Start MATERIAL PROVIDED

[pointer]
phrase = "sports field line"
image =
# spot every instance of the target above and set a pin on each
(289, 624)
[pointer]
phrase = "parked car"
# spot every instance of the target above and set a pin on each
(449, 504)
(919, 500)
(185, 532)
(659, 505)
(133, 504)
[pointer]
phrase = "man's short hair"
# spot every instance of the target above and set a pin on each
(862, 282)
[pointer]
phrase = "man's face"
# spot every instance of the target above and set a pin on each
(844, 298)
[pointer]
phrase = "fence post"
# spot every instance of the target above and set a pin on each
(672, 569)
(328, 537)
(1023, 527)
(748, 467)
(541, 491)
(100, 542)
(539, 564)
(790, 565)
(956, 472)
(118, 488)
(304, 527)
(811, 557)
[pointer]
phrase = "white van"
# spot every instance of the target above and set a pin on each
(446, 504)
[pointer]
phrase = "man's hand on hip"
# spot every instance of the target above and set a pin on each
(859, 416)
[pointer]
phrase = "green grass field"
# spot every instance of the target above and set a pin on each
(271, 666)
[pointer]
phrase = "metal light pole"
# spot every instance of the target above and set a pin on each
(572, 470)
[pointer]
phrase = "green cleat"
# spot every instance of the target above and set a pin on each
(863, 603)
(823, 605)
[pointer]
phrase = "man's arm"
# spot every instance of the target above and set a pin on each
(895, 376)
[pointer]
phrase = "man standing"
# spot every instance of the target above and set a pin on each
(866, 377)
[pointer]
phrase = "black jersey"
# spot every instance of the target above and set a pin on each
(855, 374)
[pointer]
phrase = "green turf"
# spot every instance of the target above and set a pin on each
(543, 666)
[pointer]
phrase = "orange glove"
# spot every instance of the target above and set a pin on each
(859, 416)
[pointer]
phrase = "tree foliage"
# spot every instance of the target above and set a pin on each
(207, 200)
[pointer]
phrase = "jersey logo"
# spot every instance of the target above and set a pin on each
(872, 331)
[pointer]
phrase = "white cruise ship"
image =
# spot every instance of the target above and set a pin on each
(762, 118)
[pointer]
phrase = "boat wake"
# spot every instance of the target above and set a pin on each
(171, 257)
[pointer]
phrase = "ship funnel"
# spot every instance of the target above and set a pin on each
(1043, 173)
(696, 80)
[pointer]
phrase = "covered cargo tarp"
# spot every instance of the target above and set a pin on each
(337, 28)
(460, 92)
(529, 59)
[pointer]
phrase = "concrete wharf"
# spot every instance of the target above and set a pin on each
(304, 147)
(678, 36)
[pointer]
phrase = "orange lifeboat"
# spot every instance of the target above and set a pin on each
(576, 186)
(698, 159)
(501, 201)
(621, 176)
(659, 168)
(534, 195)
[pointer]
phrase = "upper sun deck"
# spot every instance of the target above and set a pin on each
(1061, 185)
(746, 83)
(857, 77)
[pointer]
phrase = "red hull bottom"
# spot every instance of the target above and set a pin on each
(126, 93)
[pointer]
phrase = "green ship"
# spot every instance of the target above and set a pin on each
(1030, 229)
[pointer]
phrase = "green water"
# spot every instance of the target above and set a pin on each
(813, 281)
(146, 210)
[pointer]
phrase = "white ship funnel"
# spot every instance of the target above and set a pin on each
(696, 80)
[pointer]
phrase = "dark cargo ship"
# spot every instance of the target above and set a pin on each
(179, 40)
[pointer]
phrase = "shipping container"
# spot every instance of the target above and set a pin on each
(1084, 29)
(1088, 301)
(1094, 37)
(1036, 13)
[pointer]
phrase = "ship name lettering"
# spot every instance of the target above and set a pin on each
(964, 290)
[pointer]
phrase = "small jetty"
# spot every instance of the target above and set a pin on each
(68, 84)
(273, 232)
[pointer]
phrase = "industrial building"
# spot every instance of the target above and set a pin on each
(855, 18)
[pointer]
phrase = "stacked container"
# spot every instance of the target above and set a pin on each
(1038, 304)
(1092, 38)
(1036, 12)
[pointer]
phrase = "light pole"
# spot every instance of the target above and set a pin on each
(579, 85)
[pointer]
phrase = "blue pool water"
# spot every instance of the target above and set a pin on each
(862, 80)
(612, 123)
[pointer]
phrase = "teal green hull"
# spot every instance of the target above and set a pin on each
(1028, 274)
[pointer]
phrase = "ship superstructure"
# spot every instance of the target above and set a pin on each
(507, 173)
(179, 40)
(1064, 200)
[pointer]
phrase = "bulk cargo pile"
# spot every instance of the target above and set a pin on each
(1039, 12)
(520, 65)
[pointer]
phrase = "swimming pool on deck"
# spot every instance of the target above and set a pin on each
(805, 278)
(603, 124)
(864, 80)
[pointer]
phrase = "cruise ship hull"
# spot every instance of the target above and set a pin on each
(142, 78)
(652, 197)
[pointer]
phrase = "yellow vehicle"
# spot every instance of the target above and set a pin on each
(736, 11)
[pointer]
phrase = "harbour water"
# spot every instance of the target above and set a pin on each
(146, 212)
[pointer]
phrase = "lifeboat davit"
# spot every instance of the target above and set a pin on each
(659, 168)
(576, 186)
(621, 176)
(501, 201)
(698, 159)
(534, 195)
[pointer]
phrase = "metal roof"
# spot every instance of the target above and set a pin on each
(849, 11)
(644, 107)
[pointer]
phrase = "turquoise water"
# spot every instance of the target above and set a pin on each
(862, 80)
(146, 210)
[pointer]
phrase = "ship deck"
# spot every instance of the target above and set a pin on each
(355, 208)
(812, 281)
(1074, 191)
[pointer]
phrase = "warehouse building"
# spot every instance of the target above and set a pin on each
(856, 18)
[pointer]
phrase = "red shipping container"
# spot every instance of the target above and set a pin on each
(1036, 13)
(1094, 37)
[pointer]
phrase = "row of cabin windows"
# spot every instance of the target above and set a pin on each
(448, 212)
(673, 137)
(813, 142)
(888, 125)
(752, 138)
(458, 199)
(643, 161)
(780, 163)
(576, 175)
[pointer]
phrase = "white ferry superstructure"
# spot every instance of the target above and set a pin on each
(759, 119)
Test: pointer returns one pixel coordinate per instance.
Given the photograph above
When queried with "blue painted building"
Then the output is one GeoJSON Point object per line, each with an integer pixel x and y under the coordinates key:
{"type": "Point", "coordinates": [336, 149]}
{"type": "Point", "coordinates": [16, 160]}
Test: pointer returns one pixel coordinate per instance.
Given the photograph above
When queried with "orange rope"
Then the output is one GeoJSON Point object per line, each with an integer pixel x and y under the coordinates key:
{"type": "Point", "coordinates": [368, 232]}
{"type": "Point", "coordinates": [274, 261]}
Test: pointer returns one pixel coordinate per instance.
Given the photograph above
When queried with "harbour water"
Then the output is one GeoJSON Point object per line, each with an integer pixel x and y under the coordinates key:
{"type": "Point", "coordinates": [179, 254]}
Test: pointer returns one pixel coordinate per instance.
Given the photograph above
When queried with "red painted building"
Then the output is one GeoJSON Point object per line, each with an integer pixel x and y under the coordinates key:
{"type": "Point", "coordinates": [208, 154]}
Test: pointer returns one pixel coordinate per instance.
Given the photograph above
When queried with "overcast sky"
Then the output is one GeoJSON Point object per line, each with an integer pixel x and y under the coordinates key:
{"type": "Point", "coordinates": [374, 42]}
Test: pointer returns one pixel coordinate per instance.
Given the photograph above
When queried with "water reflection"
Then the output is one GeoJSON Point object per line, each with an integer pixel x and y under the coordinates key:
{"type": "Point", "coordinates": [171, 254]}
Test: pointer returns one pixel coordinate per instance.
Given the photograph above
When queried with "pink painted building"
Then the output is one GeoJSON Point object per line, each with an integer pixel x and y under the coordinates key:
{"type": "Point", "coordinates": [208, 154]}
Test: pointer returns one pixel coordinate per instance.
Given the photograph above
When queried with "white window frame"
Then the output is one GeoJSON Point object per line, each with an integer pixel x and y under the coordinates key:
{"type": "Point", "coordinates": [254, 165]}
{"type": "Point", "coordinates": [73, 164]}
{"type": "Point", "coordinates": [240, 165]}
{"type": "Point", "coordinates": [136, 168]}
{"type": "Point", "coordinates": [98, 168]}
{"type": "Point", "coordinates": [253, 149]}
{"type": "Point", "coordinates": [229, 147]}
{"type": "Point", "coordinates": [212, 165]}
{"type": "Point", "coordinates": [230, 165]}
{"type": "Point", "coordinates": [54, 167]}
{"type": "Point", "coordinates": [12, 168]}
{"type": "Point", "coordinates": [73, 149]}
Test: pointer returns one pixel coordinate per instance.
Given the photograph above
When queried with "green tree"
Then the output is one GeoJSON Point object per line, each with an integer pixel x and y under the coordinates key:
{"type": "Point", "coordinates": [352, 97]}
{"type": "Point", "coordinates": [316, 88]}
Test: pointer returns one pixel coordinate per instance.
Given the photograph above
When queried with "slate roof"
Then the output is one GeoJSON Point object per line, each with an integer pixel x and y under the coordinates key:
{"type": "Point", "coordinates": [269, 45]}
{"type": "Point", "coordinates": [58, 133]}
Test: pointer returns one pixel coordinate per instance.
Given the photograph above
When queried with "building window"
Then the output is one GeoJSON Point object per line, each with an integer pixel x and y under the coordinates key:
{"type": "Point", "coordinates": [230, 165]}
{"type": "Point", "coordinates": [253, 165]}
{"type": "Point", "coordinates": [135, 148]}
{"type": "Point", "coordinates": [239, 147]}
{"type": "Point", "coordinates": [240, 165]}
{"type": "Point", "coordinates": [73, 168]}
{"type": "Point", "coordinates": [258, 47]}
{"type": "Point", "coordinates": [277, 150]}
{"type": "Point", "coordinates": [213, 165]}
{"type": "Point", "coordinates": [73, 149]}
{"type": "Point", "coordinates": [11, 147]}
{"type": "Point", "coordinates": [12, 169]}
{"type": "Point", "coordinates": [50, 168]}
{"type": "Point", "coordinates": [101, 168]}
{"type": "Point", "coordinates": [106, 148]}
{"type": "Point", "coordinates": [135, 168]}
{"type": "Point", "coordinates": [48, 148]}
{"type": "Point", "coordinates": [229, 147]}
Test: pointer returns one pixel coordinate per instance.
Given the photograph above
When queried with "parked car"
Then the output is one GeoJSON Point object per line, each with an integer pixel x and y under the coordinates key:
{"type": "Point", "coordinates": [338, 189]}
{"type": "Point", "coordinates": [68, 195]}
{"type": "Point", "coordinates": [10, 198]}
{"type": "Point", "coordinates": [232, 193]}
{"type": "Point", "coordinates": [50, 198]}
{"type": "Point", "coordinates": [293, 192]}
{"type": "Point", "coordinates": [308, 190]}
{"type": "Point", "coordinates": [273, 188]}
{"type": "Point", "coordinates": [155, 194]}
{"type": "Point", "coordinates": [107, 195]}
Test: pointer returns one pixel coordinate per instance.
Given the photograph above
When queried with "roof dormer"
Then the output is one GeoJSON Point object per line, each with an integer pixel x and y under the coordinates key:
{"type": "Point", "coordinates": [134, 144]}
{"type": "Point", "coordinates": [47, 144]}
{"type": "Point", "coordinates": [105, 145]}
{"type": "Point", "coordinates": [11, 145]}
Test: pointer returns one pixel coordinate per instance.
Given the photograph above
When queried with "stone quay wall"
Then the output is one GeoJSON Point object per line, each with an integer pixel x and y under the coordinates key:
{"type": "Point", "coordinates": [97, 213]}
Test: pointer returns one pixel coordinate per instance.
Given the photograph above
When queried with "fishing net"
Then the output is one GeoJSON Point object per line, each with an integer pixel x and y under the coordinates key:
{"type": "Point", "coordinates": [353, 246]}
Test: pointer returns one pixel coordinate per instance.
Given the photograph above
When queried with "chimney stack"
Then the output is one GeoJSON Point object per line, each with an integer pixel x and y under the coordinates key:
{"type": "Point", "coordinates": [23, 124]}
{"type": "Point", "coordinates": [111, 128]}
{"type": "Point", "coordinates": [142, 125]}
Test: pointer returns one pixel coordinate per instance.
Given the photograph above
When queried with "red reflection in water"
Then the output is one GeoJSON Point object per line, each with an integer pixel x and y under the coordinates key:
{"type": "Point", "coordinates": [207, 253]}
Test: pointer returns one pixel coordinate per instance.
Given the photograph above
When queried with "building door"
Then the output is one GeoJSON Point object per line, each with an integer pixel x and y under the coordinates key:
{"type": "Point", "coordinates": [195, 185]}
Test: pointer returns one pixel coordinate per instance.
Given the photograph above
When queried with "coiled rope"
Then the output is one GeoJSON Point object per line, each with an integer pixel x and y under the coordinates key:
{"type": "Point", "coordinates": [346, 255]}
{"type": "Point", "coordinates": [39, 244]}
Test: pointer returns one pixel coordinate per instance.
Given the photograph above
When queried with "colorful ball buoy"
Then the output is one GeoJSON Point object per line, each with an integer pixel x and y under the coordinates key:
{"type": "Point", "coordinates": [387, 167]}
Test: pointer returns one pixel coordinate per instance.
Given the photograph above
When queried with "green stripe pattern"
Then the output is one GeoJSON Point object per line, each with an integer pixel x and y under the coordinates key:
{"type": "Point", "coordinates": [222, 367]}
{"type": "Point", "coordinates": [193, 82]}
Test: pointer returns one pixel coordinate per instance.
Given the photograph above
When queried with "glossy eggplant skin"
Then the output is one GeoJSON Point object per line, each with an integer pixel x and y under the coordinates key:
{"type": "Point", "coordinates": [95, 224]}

End MATERIAL PROVIDED

» **TASK REQUIREMENTS**: Pick out every line in the entries above that contains the word "container", and copy those lines as they appear.

» **EXPECTED ANSWER**:
phrase = "shipping container"
phrase = "stacked container"
phrase = "red shipping container"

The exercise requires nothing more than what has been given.